ASSIGNMENT: When a line in the entries below contains the word "style", copy that line.

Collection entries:
───
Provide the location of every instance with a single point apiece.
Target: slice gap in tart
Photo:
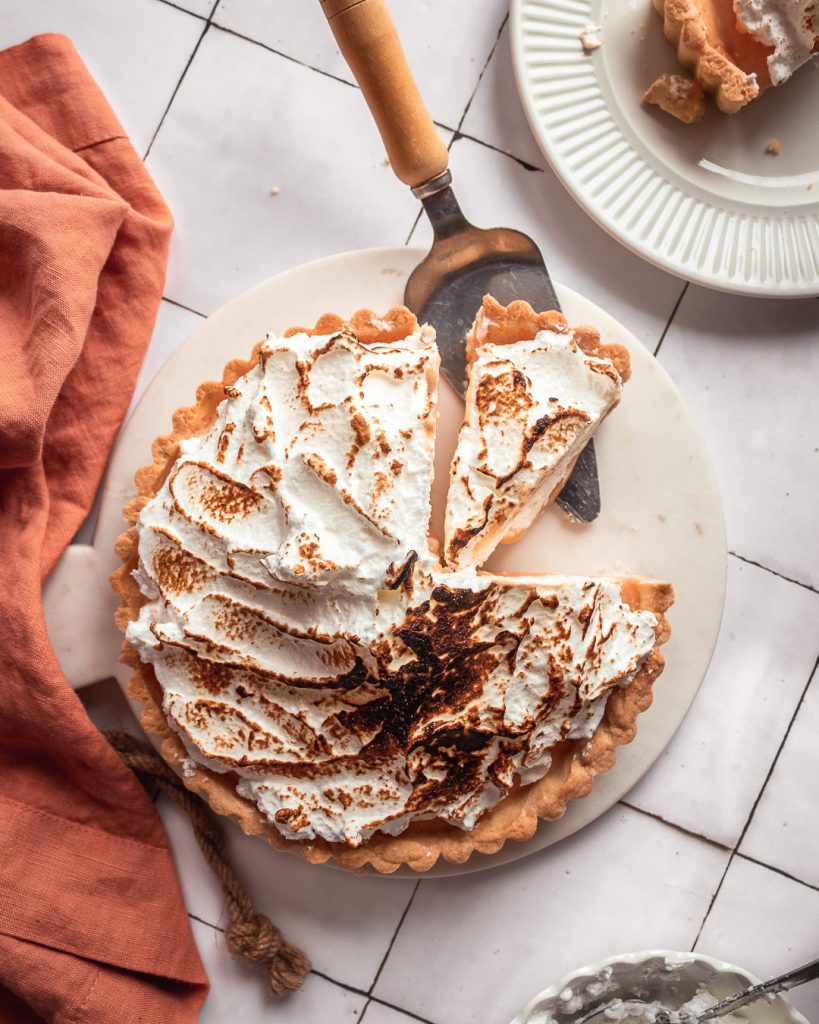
(293, 678)
(536, 390)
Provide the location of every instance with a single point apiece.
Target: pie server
(465, 262)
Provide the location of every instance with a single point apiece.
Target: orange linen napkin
(92, 925)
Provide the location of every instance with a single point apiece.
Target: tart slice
(311, 667)
(536, 390)
(738, 48)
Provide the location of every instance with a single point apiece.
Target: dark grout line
(341, 984)
(778, 752)
(671, 318)
(394, 937)
(504, 153)
(318, 974)
(184, 10)
(778, 870)
(457, 133)
(181, 305)
(482, 72)
(680, 828)
(756, 805)
(406, 1013)
(176, 88)
(781, 576)
(287, 56)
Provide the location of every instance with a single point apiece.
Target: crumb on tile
(679, 95)
(591, 37)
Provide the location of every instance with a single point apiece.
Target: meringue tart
(312, 667)
(739, 48)
(536, 390)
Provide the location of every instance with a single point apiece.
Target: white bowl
(669, 977)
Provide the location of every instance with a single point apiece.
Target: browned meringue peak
(304, 636)
(471, 688)
(536, 391)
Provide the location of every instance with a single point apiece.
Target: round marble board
(661, 514)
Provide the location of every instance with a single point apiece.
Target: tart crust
(574, 763)
(710, 48)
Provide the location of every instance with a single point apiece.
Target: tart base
(574, 764)
(710, 45)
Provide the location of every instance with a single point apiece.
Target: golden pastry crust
(679, 95)
(574, 763)
(518, 322)
(499, 325)
(706, 46)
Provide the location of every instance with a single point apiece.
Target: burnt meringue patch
(305, 634)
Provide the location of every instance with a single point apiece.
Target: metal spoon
(783, 982)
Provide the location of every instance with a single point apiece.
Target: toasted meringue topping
(790, 27)
(306, 637)
(531, 407)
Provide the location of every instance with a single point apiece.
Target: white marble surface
(266, 101)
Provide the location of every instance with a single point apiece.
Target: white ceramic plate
(661, 512)
(657, 974)
(704, 201)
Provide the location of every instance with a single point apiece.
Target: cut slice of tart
(738, 48)
(311, 667)
(536, 390)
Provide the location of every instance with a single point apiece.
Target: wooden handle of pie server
(370, 43)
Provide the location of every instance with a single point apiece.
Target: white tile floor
(266, 101)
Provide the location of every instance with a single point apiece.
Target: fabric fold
(92, 924)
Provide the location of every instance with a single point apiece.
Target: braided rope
(250, 934)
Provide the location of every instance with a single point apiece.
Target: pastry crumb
(679, 95)
(591, 38)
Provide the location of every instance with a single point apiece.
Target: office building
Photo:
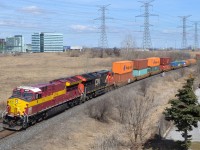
(15, 44)
(47, 42)
(35, 43)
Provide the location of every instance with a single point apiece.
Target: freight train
(31, 104)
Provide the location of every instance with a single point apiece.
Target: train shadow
(158, 143)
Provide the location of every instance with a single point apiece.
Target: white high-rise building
(15, 44)
(47, 42)
(35, 45)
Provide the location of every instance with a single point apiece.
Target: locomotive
(31, 104)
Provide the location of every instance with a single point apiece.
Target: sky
(76, 19)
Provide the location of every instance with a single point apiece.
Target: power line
(196, 35)
(146, 37)
(103, 18)
(184, 36)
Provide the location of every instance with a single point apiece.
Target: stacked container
(153, 64)
(140, 67)
(165, 63)
(122, 72)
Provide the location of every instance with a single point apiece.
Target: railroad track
(3, 132)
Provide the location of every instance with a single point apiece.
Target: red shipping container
(165, 67)
(165, 61)
(123, 78)
(140, 64)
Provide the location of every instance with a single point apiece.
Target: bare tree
(99, 110)
(128, 44)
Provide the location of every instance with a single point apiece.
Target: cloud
(33, 10)
(81, 28)
(169, 31)
(14, 23)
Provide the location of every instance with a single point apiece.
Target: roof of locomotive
(34, 89)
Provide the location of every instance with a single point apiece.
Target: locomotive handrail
(5, 111)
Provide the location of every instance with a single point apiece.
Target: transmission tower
(184, 37)
(196, 35)
(146, 35)
(103, 43)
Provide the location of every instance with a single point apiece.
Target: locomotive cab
(17, 112)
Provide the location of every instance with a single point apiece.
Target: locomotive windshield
(27, 96)
(16, 94)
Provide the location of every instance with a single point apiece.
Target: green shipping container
(152, 69)
(142, 72)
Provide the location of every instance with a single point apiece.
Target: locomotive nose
(14, 106)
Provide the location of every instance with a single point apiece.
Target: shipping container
(192, 61)
(151, 69)
(123, 78)
(153, 61)
(165, 61)
(122, 67)
(177, 63)
(165, 67)
(139, 64)
(141, 72)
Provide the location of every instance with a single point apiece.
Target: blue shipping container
(142, 72)
(178, 63)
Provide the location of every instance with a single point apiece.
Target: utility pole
(103, 37)
(196, 35)
(184, 37)
(146, 35)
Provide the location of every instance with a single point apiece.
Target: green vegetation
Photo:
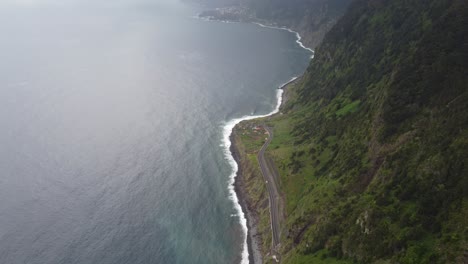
(372, 145)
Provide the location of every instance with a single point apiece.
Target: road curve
(273, 193)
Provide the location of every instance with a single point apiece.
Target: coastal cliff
(312, 19)
(371, 146)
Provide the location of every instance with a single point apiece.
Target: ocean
(114, 118)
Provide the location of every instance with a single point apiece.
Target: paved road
(268, 175)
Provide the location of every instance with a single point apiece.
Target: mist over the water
(111, 115)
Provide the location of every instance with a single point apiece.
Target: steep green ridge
(372, 145)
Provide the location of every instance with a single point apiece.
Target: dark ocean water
(112, 115)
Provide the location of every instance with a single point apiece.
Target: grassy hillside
(311, 18)
(372, 145)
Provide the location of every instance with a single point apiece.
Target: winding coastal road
(269, 175)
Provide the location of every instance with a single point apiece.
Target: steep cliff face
(311, 18)
(372, 147)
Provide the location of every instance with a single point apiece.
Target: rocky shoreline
(253, 239)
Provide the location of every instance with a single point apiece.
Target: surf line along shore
(251, 252)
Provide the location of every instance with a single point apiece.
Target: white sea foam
(227, 131)
(298, 36)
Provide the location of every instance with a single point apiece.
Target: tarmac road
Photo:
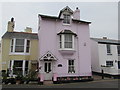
(109, 83)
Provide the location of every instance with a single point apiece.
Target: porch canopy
(48, 57)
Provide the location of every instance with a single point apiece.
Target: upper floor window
(118, 49)
(109, 63)
(66, 18)
(108, 48)
(71, 66)
(20, 45)
(118, 64)
(66, 41)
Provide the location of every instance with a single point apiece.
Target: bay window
(20, 46)
(66, 41)
(18, 67)
(66, 19)
(71, 66)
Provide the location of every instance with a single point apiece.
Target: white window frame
(109, 65)
(63, 42)
(23, 66)
(25, 46)
(71, 66)
(65, 23)
(109, 48)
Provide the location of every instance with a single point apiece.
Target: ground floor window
(109, 63)
(71, 66)
(118, 64)
(19, 67)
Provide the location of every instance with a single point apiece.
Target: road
(111, 83)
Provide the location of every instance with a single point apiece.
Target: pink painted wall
(49, 41)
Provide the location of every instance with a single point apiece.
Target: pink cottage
(64, 47)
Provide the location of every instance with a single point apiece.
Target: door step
(48, 82)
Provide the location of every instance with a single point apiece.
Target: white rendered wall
(95, 57)
(103, 57)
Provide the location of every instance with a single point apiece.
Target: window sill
(19, 54)
(67, 51)
(66, 24)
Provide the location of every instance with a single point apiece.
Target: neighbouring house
(64, 47)
(19, 50)
(105, 55)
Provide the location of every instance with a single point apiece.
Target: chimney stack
(11, 24)
(28, 29)
(104, 37)
(76, 14)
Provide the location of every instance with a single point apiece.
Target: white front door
(48, 70)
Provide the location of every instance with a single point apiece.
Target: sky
(103, 15)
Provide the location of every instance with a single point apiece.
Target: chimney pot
(12, 19)
(104, 37)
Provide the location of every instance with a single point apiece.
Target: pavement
(98, 82)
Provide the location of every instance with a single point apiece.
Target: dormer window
(20, 46)
(66, 18)
(66, 40)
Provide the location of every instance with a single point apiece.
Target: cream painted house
(19, 50)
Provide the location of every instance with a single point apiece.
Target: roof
(20, 35)
(65, 9)
(58, 18)
(67, 32)
(106, 41)
(50, 17)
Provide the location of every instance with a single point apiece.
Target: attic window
(66, 18)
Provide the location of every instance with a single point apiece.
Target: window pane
(118, 49)
(45, 67)
(66, 19)
(11, 48)
(19, 49)
(118, 64)
(18, 63)
(68, 41)
(109, 63)
(20, 42)
(28, 46)
(26, 64)
(71, 66)
(108, 48)
(12, 45)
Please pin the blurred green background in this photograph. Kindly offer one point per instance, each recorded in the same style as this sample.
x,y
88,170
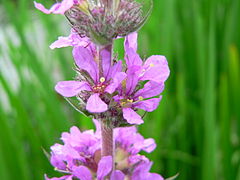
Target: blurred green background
x,y
197,125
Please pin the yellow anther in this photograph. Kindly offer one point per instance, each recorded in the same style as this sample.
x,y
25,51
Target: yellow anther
x,y
83,6
102,79
140,98
151,65
122,103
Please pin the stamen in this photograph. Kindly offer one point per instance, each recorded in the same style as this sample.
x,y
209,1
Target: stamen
x,y
151,65
102,79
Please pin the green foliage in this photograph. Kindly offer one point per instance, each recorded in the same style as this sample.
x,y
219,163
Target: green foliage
x,y
197,125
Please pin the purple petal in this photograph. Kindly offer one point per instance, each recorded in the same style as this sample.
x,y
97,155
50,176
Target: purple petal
x,y
95,104
148,105
57,162
150,89
98,127
117,175
132,79
118,78
71,88
68,177
156,69
104,167
82,173
131,41
84,60
65,5
113,70
131,116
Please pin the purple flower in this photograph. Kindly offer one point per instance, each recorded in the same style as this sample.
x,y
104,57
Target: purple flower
x,y
155,70
155,67
130,100
58,8
80,155
98,83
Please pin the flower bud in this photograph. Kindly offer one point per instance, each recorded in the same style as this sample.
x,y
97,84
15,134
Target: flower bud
x,y
104,20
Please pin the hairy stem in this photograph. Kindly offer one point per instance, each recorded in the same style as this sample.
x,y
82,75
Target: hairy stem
x,y
107,140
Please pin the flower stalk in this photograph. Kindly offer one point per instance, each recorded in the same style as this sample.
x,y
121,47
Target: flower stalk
x,y
107,140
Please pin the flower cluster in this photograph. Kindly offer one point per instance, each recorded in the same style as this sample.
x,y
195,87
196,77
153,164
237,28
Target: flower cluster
x,y
101,20
114,90
109,90
80,156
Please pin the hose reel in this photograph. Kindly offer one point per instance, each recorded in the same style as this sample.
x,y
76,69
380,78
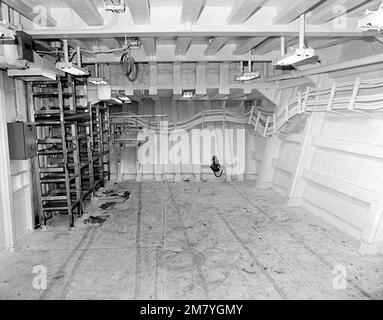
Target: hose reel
x,y
216,167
───
RESULT FOR THIS TASK:
Please pin the blurred green background in this photograph. Kindly offer one point per instance, each recorded in the same style as this sample.
Please pin the yellow anther in this photograph. Kindly offer one point per instance, each recorded in the same style as this sample.
Please pin the stamen in this photograph. Kindly offer one point per instance, each recorded in the same style as this sample.
Please pin the green foliage in this photograph. Kindly offer one point per instance, each recorded in the same style as this sample.
Please pin the purple petal in this photograph. Kindly offer one point per instance, each recorded in the same style as this sample.
Please pin the purple flower in this photograph. Kindly offer one point per instance, each recorded in the same style as this sample.
Please pin the flower bud in this photograph. Kindly offer one point per instance, each recorded in the same style as this sample.
Please pin the hairy stem in this photograph. Kindly offer one point per instance, each recorded in the same style as this sample.
Please pin the flower stalk in this photograph. Kindly offer one point per instance, each recorded in the same style as this sample.
Please pin the flower cluster in this photograph. Kindly offer one point per instance, each recorded in the same style as this sample.
Please pin the hose reel in this photograph. Kindly offer one point per instance, each recorded in the same style as this sample.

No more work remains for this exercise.